══ Selected passage

It is possible that the dominant military role of Ashur in the Middle Assyrian period was the result of the theology promulgated by the Amorite conqueror Shamshi-Adad I, who conquered Assur in the 19th century BC. Shamshi-Adad replaced the decaying original temple of Ashur in Assur with a new temple dedicated to the chief god of the Mesopotamian pantheon, Enlil. Since Shamshi-Adad also respected Ashur, and his temple was in later times used as a temple of Ashur, it is probable that Shamshi-Adad equated Enlil with Ashur. This equation might have been what resulted in later Assyrians viewing Ashur as "king of the gods", a role previous civilizations in both northern and southern Mesopotamia ascribed to Enlil. The development of equating Ashur with Enlil, or at least transferring Enlil's role to Ashur, was parallelled in Babylon, where the previously unimportant local god Marduk was elevated in the reign of Hammurabi (18th century BC) to the head of the pantheon, modeled after Enlil.

════
══ Data section

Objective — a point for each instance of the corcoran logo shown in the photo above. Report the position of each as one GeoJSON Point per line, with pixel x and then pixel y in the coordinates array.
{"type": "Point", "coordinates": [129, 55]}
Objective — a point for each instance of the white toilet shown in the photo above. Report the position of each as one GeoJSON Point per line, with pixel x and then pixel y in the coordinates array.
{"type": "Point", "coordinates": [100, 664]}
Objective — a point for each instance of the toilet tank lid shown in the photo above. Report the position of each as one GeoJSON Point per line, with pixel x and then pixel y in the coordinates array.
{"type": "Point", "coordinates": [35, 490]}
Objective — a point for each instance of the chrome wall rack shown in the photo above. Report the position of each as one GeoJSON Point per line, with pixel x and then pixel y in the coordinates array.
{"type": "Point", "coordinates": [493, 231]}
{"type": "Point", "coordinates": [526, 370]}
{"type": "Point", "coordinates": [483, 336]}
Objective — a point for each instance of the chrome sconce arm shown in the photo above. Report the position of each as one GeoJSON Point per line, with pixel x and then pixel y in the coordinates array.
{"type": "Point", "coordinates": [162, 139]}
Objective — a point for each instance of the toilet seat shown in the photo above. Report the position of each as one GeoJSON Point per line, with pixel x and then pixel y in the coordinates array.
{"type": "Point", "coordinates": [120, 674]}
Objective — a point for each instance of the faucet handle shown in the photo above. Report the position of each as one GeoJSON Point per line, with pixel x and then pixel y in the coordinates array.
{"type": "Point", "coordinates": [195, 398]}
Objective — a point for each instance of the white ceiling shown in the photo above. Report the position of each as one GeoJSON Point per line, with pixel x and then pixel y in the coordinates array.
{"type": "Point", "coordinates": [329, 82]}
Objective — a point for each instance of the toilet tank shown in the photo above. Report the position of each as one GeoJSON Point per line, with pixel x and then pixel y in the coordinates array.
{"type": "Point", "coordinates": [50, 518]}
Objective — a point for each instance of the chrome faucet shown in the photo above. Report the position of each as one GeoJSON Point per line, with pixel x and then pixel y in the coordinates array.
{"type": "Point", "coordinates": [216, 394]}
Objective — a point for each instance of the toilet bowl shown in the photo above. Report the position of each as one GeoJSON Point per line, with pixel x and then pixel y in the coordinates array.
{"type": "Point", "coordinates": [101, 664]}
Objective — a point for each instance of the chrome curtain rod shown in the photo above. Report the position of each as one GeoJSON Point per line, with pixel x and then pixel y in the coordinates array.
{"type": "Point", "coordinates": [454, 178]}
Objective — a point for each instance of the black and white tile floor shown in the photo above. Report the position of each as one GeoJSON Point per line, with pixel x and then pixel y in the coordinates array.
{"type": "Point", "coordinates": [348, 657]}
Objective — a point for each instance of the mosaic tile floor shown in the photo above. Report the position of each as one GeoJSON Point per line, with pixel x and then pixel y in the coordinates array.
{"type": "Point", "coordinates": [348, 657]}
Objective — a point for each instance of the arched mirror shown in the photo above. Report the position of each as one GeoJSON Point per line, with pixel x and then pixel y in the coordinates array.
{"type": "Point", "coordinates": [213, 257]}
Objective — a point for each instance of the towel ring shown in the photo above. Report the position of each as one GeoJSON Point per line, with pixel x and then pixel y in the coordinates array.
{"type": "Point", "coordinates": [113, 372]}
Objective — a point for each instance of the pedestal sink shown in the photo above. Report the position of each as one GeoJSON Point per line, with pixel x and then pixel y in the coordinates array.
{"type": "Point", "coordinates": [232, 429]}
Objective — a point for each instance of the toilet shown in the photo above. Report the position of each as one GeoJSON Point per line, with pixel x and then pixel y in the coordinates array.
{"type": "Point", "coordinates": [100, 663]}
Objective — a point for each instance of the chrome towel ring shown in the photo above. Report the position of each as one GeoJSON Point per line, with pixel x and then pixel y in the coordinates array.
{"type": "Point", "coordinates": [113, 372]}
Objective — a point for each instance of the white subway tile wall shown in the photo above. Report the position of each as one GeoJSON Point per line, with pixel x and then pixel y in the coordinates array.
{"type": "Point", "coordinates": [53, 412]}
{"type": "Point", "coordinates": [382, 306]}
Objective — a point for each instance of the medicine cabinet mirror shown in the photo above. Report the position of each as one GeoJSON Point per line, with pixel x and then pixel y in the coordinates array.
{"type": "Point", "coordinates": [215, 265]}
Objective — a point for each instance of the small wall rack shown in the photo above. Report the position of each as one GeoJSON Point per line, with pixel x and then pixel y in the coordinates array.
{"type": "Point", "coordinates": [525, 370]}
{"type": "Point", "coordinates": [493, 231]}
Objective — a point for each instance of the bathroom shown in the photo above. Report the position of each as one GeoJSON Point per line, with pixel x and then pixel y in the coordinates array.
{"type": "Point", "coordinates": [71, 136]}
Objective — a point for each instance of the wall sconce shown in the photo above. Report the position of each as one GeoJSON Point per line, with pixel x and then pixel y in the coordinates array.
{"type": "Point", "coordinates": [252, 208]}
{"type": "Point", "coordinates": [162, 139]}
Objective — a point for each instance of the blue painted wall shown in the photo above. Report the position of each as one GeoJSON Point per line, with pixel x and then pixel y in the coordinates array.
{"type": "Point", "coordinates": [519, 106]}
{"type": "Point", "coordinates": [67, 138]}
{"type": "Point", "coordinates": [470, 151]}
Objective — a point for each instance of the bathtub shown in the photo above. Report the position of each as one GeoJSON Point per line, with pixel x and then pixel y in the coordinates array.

════

- Questions to answer:
1. In the passage on Ashur, to which god did Shamshi-Adad dedicate the new temple he built in Assur?
2. Resume the passage on Ashur after its final sentence and carry it on for one more paragraph.
The listing comes from a separate source.

- Answers per task:
1. Enlil, the chief god of the Mesopotamian pantheon.

2.
The importance and implications of the equation of Ashur with Enlil, the old Sumerian king of the gods, is first apparent in the Middle Assyrian period. The goods sent by every province of the Middle Assyrian Empire to Assur to be a part of the offerings to Ashur demonstrates that it was seen as important that the basic care of the god was jointly carried out by every part of the empire. This helps explain why the empire as a whole was designated as māt Aššur, the "land of Ashur", since all parts of the land fed the god and the god in turn embodied the land. All parts of an empire donating goods for offering was not a new idea; it had for instance been employed under the Third Dynasty of Ur (c. 2112–2004 BC), though in that case the offerings were sent to Nippur and were for Enlil. The development of Ashur into a unifying god for the entire empire through the offerings likely strengthened Assyrian identity among all social classes as it brought them together as people of the god.